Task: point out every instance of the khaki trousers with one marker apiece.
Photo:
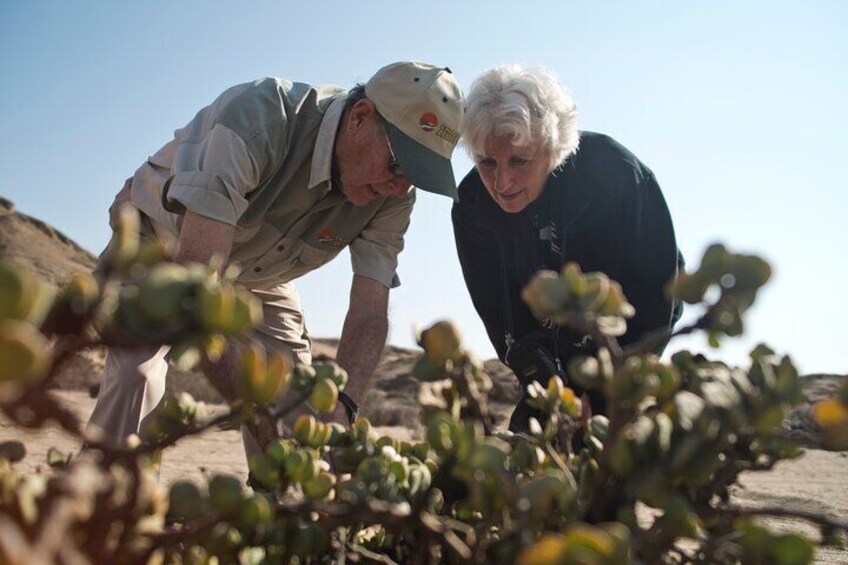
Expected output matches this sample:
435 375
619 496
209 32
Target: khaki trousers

----------------------------------------

• _DESCRIPTION OF THE TASK_:
Search the preceding listing for "trousers" and extract every line where it is found.

• _RESULT OF THE EXERCISE_:
Task: point out every instance of the khaki trousers with one marker apiece.
Target: khaki trousers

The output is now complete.